Start of Provided entries

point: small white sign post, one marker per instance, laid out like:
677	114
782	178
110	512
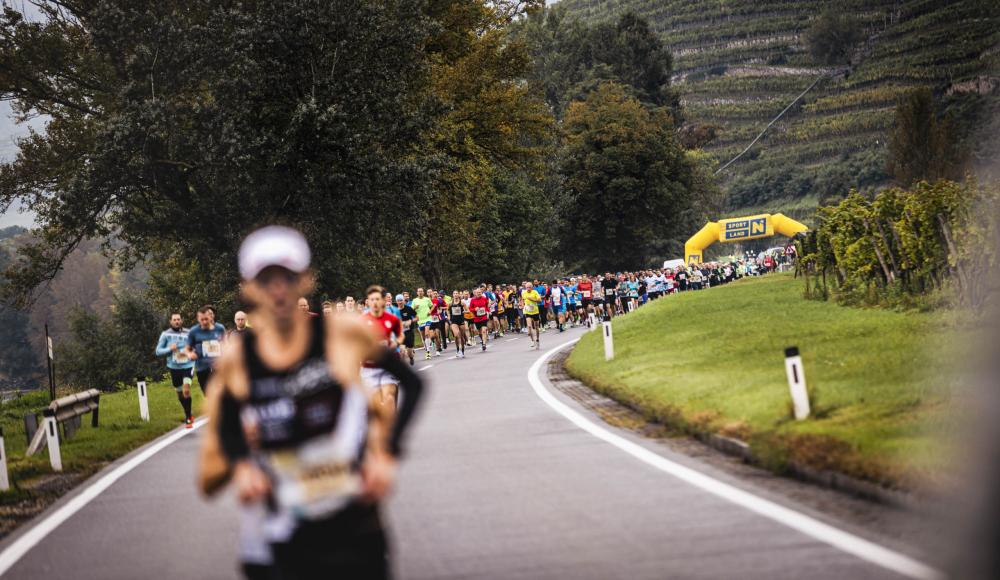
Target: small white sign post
143	401
797	383
4	480
52	435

End of Provided entries

__Task goal__.
Rewrite the material above as a numbered list with one entry per line, omitting any blank lines and leaving out the pictures.

__Exercise output__.
1. point: small white sign post, one marker per instance, laid out like:
2. 677	114
3. 782	178
4. 110	512
5. Target: small white sign post
6. 143	401
7. 797	383
8. 4	480
9. 52	435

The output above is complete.